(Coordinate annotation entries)
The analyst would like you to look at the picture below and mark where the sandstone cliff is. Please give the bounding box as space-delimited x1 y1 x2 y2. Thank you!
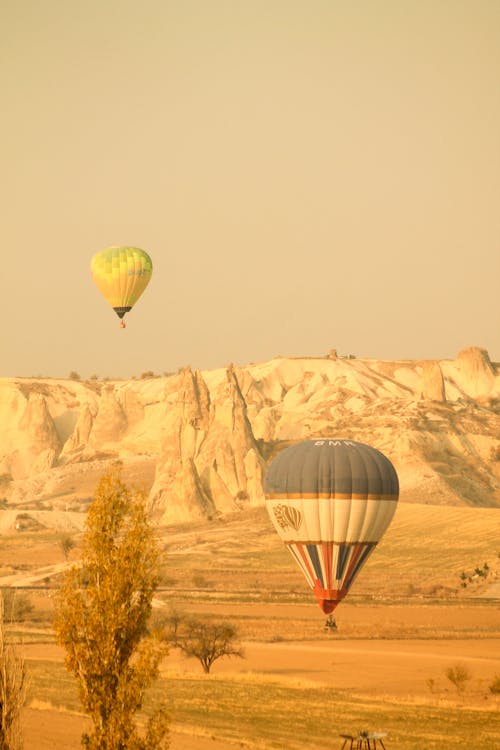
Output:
0 347 500 523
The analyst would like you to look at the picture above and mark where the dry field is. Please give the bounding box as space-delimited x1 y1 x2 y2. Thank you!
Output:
0 505 500 750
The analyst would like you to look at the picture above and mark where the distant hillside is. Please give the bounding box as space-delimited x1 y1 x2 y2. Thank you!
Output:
0 348 500 523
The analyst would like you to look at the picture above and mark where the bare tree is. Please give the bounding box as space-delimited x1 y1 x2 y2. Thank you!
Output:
59 534 76 560
0 593 26 750
55 469 168 750
167 614 244 674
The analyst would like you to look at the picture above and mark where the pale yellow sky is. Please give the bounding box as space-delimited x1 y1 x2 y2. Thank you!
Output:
0 0 500 377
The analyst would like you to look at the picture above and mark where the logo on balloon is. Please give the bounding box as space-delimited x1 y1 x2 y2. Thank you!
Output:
273 505 302 531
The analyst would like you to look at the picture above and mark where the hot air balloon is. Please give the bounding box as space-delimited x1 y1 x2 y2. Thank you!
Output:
90 247 153 328
264 438 399 614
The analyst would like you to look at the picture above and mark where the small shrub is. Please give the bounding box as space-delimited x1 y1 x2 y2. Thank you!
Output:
445 664 471 693
490 674 500 695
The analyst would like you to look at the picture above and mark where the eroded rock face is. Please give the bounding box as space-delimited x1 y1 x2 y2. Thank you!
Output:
457 346 495 398
2 392 61 479
88 385 127 449
420 361 446 402
0 348 500 523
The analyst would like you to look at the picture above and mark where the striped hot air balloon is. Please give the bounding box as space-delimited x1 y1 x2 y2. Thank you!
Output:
90 247 153 328
264 438 399 614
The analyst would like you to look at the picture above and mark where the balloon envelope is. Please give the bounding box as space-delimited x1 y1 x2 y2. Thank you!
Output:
264 439 399 614
90 247 153 318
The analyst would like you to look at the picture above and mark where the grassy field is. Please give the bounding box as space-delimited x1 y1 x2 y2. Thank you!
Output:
24 661 500 750
0 504 500 750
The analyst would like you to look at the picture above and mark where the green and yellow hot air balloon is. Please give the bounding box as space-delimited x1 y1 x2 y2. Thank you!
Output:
90 246 153 328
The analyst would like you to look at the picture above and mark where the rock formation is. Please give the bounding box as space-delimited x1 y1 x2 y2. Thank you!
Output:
0 348 500 523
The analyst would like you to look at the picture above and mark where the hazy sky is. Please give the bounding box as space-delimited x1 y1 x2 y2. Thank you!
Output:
0 0 500 377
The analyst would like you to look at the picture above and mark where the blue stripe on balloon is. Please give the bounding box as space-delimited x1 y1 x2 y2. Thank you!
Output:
306 544 325 586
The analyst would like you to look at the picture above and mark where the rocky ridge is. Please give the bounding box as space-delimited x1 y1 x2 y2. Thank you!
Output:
0 347 500 523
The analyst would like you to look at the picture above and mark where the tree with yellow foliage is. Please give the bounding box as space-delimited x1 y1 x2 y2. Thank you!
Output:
54 468 168 750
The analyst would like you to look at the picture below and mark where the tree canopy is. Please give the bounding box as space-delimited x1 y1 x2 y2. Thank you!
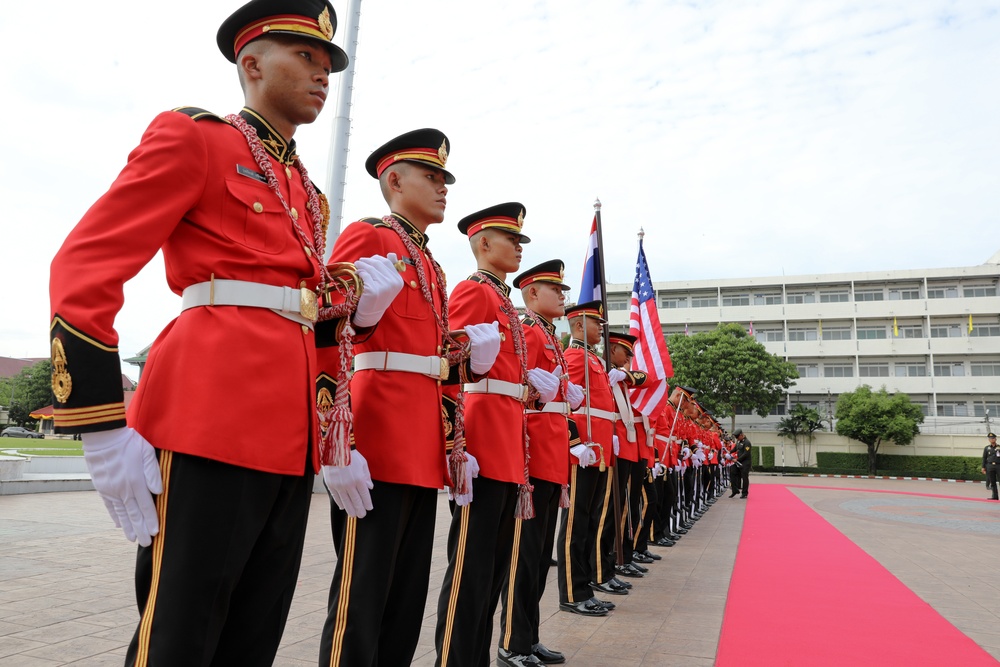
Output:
836 384 924 475
668 324 799 425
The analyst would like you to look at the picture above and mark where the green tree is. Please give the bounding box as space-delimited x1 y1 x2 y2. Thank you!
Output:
668 324 799 428
837 384 924 475
0 359 52 428
778 403 823 465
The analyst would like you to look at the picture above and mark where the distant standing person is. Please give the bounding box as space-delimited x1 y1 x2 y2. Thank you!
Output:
983 433 1000 500
733 428 752 498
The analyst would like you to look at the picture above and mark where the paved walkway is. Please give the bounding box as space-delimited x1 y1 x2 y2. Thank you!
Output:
0 475 1000 667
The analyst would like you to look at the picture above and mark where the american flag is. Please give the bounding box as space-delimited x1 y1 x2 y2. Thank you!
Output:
628 240 674 416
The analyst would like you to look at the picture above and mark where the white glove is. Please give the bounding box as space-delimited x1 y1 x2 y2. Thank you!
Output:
566 382 584 410
448 450 479 507
83 427 163 547
608 368 628 387
323 449 374 519
569 445 597 468
465 320 500 375
353 252 403 327
528 366 562 403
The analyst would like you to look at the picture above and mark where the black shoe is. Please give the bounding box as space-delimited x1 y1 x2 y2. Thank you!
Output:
497 648 542 667
591 598 616 611
590 579 628 595
531 644 568 665
615 565 645 579
559 598 608 616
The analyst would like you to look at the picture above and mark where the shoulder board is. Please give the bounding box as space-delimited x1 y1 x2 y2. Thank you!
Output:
173 107 229 123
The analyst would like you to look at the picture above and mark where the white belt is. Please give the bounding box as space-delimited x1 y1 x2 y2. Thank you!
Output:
573 408 618 422
525 401 569 415
354 352 450 380
181 279 319 329
463 378 528 402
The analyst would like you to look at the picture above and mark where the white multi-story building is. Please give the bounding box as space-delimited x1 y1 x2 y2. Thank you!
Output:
608 252 1000 433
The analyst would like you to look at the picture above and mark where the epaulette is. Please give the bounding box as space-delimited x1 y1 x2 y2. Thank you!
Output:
172 107 229 123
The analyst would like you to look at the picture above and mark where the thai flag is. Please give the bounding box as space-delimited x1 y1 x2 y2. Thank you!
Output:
628 240 674 417
577 214 604 303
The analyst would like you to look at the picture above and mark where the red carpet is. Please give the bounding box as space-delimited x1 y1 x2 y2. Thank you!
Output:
715 484 997 667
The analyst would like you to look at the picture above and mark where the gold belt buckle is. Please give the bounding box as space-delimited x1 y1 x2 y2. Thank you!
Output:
299 287 319 322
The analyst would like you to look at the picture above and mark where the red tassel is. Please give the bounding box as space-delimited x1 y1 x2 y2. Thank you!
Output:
559 484 569 509
514 484 535 519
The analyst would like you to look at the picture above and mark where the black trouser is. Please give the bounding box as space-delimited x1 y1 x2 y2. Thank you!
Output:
500 477 562 655
125 450 314 667
556 465 611 604
319 481 438 667
434 475 517 667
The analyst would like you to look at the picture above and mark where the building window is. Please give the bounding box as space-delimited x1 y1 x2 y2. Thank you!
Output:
788 329 816 340
962 285 997 297
823 327 851 340
660 296 687 308
858 364 889 377
927 287 958 299
858 327 886 340
938 403 969 417
819 291 848 303
972 401 1000 417
753 329 785 343
934 361 965 377
854 290 885 301
931 324 962 338
788 292 816 303
753 294 783 306
896 364 927 377
969 324 1000 338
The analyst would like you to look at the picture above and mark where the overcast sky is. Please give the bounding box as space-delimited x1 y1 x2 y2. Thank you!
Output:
0 0 1000 376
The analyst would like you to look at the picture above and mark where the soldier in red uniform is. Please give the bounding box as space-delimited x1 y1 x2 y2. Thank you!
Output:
434 202 547 667
317 128 500 666
556 301 628 616
497 259 583 667
50 0 406 665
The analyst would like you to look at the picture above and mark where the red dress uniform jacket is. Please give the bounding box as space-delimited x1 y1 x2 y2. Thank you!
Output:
522 318 569 484
445 272 527 484
565 339 615 467
49 109 328 475
319 215 450 488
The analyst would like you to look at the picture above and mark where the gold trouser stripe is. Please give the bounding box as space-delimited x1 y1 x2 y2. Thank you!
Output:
441 505 471 665
135 450 174 667
594 468 615 584
503 519 523 651
330 517 358 667
563 464 578 604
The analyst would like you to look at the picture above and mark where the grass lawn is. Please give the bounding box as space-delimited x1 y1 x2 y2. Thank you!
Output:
0 438 83 456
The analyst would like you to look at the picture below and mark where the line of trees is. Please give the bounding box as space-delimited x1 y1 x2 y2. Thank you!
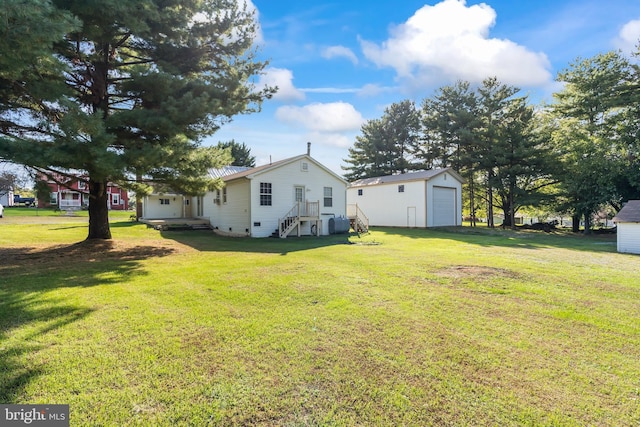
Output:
343 52 640 233
0 0 275 239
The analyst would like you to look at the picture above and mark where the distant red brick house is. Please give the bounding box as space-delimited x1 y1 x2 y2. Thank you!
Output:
38 176 129 210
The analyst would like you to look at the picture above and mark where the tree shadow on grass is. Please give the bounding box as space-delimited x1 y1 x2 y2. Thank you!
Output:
0 241 174 403
371 227 616 252
160 230 351 255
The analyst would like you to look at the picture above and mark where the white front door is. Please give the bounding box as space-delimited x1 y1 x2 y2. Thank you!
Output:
293 185 304 206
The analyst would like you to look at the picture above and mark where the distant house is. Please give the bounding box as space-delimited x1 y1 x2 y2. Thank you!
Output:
0 189 13 207
613 200 640 254
347 168 464 227
38 175 129 210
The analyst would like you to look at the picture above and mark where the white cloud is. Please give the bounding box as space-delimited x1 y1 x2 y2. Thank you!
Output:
360 0 552 86
306 132 355 149
276 102 365 133
615 19 640 52
256 68 305 102
322 46 358 65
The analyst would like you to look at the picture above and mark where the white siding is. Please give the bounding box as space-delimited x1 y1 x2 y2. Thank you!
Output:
347 172 462 227
427 172 462 227
347 181 427 227
250 158 347 237
617 222 640 254
0 191 13 208
143 194 184 219
204 179 251 236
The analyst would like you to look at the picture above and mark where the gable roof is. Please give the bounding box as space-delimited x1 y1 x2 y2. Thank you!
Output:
613 200 640 222
349 168 465 187
209 154 347 184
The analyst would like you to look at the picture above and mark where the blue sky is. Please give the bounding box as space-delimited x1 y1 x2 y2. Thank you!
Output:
206 0 640 174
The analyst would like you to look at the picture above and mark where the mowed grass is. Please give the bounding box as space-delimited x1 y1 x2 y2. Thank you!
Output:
0 218 640 426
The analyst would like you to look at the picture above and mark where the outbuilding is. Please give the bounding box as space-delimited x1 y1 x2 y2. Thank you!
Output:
613 200 640 254
347 168 464 227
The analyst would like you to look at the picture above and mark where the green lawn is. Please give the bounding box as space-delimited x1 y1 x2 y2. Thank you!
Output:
0 219 640 426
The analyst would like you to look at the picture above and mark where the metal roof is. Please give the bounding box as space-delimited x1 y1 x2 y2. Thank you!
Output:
209 154 346 184
349 168 464 187
209 166 251 178
613 200 640 222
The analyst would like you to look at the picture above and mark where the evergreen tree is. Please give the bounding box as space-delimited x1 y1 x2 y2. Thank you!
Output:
0 0 273 239
343 100 420 181
553 52 637 233
217 139 256 168
420 81 481 226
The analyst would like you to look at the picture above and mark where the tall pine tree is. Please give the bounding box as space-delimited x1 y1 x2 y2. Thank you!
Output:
0 0 273 239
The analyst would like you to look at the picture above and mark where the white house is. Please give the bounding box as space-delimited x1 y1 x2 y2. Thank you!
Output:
200 150 347 237
347 168 464 227
613 200 640 254
142 192 192 219
0 190 13 207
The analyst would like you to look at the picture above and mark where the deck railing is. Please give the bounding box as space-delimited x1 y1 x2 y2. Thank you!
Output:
278 201 320 238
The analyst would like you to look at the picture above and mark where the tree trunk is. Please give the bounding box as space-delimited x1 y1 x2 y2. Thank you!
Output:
584 212 591 234
87 179 111 240
469 175 476 227
136 172 142 221
487 170 495 228
509 183 516 230
571 213 580 233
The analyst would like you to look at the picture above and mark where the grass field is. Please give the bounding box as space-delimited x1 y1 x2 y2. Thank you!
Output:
0 214 640 426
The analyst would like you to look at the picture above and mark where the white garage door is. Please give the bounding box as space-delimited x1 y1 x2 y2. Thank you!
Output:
433 187 458 227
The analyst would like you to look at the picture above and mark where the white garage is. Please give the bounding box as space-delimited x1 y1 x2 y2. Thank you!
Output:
613 200 640 254
347 168 464 227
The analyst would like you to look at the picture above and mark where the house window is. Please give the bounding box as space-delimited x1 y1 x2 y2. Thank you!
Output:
324 187 333 208
260 182 272 206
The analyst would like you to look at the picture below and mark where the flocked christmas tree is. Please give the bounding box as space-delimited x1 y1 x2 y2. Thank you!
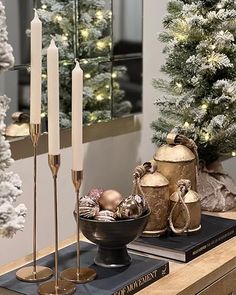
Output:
152 0 236 164
38 0 131 127
0 1 26 238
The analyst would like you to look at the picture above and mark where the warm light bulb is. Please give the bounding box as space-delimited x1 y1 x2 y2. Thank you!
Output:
184 122 189 128
56 15 62 22
80 29 89 38
96 10 103 20
97 41 106 50
96 94 104 101
176 82 183 88
205 133 210 141
61 35 68 41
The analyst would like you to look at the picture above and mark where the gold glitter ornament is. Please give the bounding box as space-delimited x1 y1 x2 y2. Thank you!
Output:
98 189 123 212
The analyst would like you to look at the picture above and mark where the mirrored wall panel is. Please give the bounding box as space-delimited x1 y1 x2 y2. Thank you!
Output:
0 0 143 128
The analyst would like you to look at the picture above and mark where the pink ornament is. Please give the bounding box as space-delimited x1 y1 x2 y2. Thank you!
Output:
87 188 104 202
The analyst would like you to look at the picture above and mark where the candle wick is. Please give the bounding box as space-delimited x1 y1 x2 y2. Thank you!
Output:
34 8 38 18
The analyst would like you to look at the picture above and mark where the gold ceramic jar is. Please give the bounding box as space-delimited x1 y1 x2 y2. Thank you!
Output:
154 134 197 195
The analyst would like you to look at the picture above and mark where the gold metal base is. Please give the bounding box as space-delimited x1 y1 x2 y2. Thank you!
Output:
16 266 53 283
60 268 97 284
38 280 76 295
184 224 202 233
141 228 167 237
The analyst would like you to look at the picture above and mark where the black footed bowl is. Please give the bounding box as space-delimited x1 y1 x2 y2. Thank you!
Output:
80 212 150 268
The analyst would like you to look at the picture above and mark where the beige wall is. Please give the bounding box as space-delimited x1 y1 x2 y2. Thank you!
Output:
0 0 236 264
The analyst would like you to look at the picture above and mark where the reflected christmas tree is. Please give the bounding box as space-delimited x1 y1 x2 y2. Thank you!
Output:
0 1 27 238
38 0 131 127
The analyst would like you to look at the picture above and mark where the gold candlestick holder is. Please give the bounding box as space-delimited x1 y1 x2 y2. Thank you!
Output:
16 124 53 282
38 155 76 295
60 170 96 284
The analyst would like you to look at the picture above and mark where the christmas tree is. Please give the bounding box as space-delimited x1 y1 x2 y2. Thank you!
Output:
38 0 131 127
0 1 26 238
0 95 27 238
152 0 236 164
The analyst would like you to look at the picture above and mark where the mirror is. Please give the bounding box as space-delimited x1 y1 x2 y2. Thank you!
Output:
1 0 143 128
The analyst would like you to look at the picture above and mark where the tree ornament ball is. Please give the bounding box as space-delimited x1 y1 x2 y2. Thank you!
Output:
98 190 123 212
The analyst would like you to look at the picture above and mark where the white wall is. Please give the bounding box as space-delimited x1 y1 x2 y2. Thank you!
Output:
0 0 236 264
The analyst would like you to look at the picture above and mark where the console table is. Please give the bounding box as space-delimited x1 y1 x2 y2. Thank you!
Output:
0 209 236 295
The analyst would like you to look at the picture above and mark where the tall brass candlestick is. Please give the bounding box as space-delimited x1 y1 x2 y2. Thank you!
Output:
38 155 76 295
61 170 96 284
16 124 53 282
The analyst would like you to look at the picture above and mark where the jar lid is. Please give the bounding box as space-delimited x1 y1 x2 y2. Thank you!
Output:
154 144 195 162
140 171 169 187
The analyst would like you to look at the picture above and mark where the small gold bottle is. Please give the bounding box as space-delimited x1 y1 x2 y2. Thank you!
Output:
169 179 201 234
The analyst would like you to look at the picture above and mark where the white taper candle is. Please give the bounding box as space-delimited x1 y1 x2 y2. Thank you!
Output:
47 39 60 155
72 61 83 171
30 10 42 124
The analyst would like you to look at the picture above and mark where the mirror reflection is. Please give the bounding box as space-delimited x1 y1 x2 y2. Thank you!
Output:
1 0 142 127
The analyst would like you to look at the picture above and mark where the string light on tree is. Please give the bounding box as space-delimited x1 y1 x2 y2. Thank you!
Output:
61 35 68 41
97 41 106 50
184 122 189 128
96 10 103 20
96 94 104 101
205 133 210 141
55 15 62 22
80 29 89 38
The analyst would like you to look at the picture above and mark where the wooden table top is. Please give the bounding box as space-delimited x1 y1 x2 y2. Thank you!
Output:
0 208 236 295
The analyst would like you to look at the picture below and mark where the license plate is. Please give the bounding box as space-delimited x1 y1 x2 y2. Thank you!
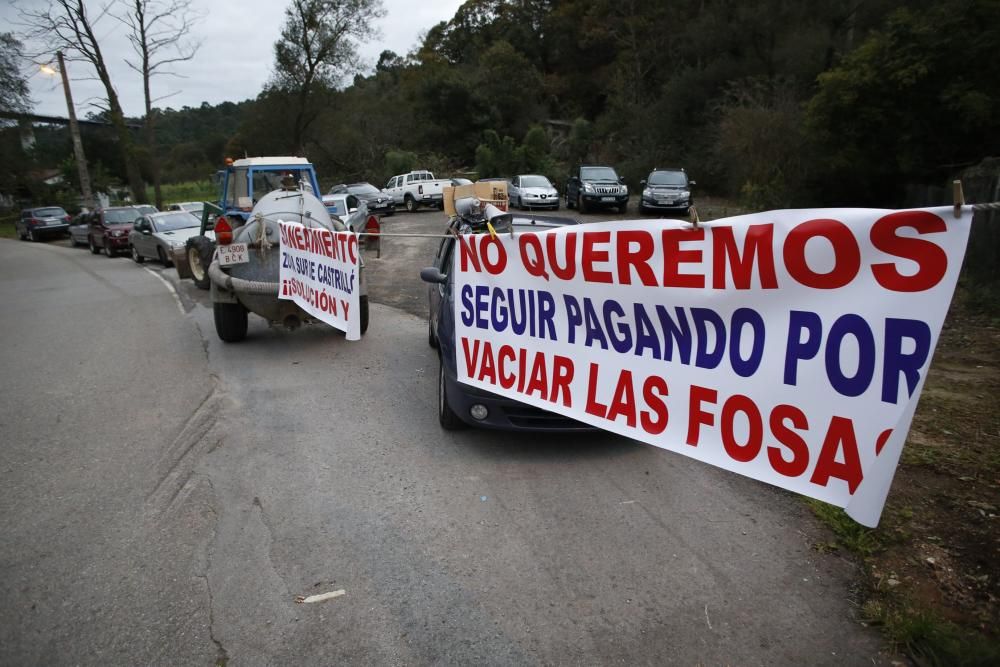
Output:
218 243 250 266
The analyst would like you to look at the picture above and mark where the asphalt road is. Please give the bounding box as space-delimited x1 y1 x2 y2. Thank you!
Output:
0 228 883 665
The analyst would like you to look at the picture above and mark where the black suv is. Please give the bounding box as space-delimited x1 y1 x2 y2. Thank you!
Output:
639 169 695 215
14 206 69 241
566 165 628 213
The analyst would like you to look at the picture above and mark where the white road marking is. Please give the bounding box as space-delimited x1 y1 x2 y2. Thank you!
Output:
142 266 185 315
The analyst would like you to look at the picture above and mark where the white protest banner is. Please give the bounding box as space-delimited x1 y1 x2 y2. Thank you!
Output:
278 221 361 340
453 207 972 526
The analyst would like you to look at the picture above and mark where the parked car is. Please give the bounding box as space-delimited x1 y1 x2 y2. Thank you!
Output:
14 206 69 241
66 213 90 248
639 169 695 215
167 201 205 220
384 171 451 213
507 174 559 211
420 205 593 432
566 165 628 213
324 183 396 215
128 211 201 266
87 206 142 257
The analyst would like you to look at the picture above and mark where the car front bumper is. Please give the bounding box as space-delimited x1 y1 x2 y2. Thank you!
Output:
27 224 69 234
520 195 559 208
642 197 693 213
583 192 628 208
445 372 596 433
104 234 130 250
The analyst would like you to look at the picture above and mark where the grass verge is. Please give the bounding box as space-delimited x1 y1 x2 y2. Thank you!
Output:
807 289 1000 666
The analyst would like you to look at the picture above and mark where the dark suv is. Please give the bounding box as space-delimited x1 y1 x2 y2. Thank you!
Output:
566 165 628 213
87 206 142 257
639 169 695 215
14 206 69 241
420 213 593 431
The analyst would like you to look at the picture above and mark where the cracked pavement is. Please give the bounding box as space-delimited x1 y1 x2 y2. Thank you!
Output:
0 232 883 665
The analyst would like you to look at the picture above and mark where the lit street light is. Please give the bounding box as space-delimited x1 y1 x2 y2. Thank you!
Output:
41 51 95 211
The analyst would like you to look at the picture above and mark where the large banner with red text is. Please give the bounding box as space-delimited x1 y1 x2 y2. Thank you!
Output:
454 207 972 526
278 221 361 340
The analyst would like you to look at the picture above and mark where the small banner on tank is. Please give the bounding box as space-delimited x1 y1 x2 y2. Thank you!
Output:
278 221 361 340
453 207 972 526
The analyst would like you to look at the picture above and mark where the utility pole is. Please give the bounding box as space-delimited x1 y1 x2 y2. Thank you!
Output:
56 51 96 211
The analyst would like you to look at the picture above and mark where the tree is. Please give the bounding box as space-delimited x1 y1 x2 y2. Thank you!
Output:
269 0 385 153
806 0 1000 206
21 0 146 203
117 0 201 208
0 32 31 120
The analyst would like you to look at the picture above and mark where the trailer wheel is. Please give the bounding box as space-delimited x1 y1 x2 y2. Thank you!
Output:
212 302 247 343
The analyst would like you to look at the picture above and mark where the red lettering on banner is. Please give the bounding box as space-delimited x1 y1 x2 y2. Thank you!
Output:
458 234 483 273
639 375 669 435
767 405 809 477
870 211 948 292
524 352 549 398
809 417 864 494
585 362 608 418
497 345 517 389
685 384 719 447
462 336 574 407
549 354 576 408
581 232 612 283
462 336 479 377
605 370 635 428
476 341 497 384
720 394 764 463
711 224 778 289
615 230 657 287
661 228 705 288
783 219 861 289
545 234 576 280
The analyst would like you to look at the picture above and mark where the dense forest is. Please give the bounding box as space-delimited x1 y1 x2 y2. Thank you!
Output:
2 0 1000 215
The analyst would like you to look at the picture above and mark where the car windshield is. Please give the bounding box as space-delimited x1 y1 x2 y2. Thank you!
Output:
347 183 379 195
521 176 552 188
253 169 312 201
580 167 618 181
104 208 140 225
649 171 687 186
153 217 200 232
35 206 66 218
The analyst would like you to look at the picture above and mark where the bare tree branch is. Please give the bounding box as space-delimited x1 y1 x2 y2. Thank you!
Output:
113 0 204 207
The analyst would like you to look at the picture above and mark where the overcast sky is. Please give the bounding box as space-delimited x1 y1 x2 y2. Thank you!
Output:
0 0 462 117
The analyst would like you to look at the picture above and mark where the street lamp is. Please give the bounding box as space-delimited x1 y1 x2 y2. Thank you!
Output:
41 51 95 210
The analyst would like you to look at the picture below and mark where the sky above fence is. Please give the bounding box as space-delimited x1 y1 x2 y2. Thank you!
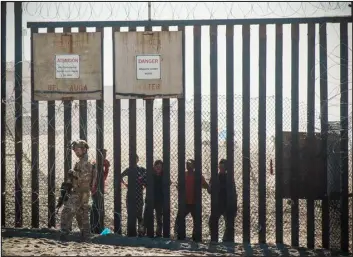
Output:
3 1 352 120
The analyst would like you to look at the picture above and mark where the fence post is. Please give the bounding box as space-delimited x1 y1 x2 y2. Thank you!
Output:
226 25 234 242
319 23 330 249
63 27 72 181
1 2 7 227
162 26 170 238
112 28 122 235
306 23 315 248
290 23 300 246
127 27 137 237
258 24 267 243
46 28 56 228
78 27 87 141
209 25 219 242
340 22 349 252
242 25 251 243
174 27 186 240
31 25 39 228
94 27 104 233
144 22 154 237
275 24 283 244
193 26 202 242
15 2 23 227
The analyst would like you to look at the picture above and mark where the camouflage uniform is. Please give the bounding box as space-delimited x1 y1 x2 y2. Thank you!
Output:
61 140 96 238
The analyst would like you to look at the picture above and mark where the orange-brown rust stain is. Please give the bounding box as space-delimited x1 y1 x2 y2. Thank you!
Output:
60 34 73 53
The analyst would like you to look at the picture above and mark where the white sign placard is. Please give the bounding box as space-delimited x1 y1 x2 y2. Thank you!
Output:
136 55 161 79
55 54 80 79
32 32 103 101
114 31 184 99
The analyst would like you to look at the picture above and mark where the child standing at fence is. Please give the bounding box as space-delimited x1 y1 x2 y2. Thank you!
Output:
208 159 237 242
143 160 164 237
90 149 110 234
121 154 147 233
174 159 210 240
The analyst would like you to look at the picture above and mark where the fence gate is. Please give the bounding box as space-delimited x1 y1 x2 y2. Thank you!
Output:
1 2 352 251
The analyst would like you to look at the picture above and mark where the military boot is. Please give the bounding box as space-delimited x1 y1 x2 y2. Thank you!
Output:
156 226 162 237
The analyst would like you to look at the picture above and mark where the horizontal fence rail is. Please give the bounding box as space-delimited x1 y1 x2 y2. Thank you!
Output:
2 7 353 252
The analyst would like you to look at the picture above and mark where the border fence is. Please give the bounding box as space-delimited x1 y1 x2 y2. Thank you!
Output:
1 2 353 252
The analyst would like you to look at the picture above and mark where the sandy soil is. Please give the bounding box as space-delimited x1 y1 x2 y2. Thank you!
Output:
2 237 217 256
1 228 339 256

**Request**
Print the lines of the data above exactly as they are, beginning with the line that contains "the distant house" and continuing through the line that contains "204 179 251 236", with both of those lines included.

**Solved exercise**
The analyst would like you to look at the picture above and mark where the distant house is. Please give the bounding box as space-delimited x1 y1 x2 y2. Thank you!
Output:
0 189 13 207
613 200 640 254
347 168 464 227
38 175 129 210
The analyst would like you to look at the picture above and mark where the white cloud is. Please give the bounding box as space-delimited x1 y1 x2 y2. Thank you!
Output:
360 0 552 86
306 132 355 149
276 102 365 133
615 19 640 52
256 68 305 102
322 46 358 65
The analyst would like you to look at the picture above and mark where the white siding is. Please give the bounding box as space-delimited x1 y1 x2 y2. Thank you!
Output:
347 172 462 227
427 172 462 227
347 181 427 227
250 158 347 237
617 222 640 254
0 191 13 208
143 194 184 219
204 179 251 236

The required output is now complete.